**EXERCISE**
Could you give the lines below as a numbered list, starting with the line that contains "Circle any license plate in the image." and going on through the line that contains "[[543, 209, 671, 310]]", with blank lines left out?

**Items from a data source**

--

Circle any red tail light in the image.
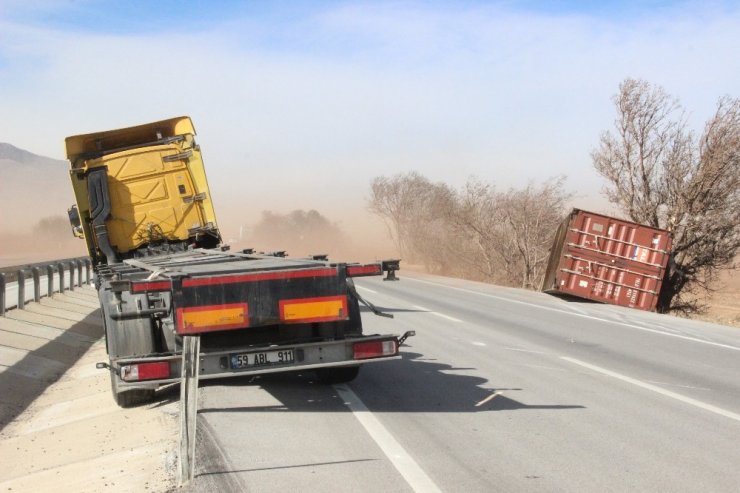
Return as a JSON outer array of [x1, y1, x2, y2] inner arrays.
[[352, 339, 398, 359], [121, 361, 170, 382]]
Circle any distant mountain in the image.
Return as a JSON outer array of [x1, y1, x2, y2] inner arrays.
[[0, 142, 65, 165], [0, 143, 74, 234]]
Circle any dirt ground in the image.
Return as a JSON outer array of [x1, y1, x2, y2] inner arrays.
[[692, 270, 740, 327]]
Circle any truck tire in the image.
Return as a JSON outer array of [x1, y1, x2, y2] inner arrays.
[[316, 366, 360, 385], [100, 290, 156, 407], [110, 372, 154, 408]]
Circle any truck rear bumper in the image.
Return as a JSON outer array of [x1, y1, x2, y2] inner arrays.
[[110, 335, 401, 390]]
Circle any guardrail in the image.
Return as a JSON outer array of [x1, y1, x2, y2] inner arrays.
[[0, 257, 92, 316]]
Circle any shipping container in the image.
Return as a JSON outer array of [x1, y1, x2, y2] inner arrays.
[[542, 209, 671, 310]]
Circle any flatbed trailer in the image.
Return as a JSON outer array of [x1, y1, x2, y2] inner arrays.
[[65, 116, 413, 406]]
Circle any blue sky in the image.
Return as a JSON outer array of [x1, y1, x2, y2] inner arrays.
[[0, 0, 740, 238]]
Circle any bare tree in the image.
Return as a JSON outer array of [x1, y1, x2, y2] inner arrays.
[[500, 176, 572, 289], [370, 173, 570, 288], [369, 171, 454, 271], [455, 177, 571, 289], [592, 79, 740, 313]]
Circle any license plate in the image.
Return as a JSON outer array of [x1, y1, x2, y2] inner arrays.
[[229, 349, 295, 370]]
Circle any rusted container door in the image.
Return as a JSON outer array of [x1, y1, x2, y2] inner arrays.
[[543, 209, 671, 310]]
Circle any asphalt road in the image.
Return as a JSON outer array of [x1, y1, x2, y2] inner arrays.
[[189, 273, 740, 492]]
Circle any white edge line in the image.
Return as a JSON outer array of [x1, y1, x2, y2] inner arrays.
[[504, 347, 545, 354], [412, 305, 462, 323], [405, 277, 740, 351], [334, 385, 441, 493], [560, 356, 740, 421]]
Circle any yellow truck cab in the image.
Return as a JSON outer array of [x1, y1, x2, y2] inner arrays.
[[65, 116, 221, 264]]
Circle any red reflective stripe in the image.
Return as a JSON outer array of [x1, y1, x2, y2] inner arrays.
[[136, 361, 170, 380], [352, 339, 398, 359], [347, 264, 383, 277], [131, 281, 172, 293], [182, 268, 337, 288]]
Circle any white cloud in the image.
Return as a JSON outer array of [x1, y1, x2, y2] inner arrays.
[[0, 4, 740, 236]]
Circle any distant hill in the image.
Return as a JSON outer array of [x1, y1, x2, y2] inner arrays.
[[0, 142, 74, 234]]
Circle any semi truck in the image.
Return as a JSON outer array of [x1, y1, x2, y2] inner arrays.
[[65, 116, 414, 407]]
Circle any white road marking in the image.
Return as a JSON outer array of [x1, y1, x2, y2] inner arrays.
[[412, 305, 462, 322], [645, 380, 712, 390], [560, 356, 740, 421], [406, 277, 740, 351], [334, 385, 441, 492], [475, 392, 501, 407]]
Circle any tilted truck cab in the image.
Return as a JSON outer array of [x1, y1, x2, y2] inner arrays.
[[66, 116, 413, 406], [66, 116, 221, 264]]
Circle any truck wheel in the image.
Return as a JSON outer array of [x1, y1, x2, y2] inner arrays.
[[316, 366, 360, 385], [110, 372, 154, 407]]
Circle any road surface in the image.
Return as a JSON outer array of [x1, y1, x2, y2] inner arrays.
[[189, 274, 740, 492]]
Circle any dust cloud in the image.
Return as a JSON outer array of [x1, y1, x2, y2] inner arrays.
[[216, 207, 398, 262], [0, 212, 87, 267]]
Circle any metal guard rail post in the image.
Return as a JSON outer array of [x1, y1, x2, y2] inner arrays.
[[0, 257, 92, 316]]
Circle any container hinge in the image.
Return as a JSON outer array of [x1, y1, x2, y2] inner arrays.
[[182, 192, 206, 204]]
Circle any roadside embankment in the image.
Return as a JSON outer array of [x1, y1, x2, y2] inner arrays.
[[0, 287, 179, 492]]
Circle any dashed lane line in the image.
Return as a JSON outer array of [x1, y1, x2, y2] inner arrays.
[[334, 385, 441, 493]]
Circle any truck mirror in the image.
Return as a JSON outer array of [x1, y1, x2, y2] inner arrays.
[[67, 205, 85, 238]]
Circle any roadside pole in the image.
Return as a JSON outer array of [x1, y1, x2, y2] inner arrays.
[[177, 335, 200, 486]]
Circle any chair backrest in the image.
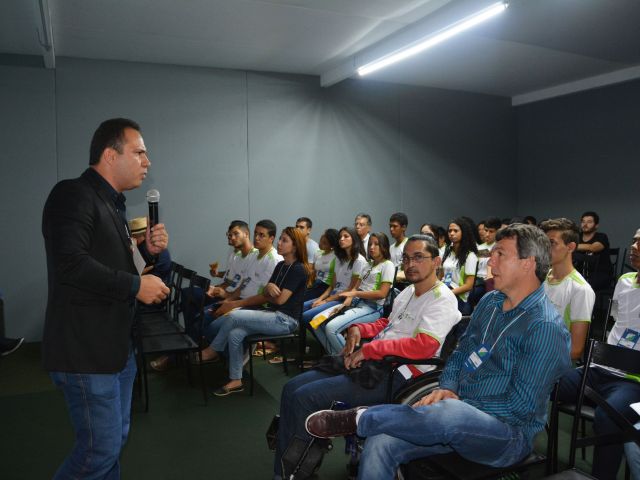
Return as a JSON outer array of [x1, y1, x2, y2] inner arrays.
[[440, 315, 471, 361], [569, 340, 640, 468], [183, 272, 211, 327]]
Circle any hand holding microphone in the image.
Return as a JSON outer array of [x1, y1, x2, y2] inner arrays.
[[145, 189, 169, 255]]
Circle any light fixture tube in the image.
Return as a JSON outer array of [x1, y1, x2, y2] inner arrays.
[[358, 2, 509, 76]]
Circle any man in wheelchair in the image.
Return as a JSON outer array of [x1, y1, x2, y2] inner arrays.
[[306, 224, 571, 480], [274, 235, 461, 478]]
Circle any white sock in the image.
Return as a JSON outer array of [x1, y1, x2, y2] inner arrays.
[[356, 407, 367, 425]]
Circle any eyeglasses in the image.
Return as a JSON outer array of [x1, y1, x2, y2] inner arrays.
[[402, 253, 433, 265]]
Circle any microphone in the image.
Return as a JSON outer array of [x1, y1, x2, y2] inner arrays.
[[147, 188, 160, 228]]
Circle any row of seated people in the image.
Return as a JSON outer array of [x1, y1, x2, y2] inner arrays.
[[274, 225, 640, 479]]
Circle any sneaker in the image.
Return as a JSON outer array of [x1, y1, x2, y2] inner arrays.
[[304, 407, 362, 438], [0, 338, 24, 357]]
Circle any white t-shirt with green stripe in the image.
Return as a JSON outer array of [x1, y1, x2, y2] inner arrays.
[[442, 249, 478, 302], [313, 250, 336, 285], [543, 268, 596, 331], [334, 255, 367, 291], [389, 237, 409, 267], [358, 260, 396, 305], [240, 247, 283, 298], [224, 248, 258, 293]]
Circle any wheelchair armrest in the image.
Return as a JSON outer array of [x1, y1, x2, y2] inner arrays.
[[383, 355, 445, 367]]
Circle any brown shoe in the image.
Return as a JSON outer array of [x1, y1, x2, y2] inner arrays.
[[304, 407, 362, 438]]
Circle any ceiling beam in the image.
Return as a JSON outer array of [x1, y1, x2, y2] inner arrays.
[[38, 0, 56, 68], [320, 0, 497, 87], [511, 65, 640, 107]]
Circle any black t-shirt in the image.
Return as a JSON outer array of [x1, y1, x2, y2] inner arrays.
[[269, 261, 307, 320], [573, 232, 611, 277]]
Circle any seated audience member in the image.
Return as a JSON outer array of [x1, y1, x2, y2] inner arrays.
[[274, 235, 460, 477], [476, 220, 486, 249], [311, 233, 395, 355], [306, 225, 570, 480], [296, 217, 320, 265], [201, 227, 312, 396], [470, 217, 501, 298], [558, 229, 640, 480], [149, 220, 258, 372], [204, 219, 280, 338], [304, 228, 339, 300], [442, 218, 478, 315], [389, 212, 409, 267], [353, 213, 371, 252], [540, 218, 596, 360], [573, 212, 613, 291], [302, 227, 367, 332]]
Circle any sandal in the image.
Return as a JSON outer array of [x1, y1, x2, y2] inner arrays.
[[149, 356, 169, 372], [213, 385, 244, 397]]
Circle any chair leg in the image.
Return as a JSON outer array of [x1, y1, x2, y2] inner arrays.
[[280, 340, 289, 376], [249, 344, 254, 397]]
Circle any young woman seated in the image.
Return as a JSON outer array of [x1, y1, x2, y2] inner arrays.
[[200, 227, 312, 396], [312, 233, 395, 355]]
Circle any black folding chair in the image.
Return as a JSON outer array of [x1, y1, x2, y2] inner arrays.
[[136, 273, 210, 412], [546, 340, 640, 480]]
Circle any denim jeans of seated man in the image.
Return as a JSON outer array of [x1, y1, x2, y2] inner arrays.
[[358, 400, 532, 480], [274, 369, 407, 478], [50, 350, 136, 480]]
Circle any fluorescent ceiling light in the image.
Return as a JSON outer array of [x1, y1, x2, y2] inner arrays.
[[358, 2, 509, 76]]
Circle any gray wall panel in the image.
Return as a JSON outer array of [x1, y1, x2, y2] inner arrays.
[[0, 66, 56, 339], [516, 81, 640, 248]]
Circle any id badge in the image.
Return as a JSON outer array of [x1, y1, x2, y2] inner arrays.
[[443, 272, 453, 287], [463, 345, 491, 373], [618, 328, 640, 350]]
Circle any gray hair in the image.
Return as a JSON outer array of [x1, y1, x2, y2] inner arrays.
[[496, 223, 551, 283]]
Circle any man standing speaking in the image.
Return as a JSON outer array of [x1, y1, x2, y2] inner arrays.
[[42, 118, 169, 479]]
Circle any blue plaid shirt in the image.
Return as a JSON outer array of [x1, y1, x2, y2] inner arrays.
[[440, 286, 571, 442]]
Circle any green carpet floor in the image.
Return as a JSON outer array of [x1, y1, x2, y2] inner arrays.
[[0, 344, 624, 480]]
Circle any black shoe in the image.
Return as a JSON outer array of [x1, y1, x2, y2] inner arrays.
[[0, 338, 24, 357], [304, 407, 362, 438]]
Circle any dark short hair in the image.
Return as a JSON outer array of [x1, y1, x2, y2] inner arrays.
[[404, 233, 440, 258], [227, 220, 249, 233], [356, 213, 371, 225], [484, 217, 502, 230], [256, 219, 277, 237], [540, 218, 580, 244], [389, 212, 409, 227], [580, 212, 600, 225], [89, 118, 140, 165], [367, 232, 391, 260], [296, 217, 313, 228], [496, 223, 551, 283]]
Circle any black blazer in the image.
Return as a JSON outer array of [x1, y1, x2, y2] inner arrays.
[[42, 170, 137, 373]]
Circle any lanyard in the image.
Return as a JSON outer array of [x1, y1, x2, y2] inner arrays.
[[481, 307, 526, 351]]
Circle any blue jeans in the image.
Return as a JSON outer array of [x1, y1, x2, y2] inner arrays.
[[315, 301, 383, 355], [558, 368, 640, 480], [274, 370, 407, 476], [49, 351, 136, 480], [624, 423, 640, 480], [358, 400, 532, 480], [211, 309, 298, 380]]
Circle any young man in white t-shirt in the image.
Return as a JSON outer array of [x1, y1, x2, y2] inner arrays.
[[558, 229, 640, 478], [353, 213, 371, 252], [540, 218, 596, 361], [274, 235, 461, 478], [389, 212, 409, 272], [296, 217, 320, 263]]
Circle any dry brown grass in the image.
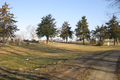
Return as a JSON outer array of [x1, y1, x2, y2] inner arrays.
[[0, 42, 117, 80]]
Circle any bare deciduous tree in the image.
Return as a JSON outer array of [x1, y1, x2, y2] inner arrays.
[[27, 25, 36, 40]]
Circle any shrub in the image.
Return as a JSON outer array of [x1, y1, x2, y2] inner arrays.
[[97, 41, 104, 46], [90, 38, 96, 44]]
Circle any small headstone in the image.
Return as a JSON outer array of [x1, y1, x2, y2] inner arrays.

--

**WRITTEN REPLY**
1. Circle any license plate in the image.
2. Return as a JSON outer array of [x1, y1, x2, y2] inner arrays.
3. [[229, 349, 295, 370]]
4. Circle any rusted container door in the image.
5. Return as a JSON outer array of [x1, y1, x2, y2] inner arrays.
6. [[543, 209, 671, 310]]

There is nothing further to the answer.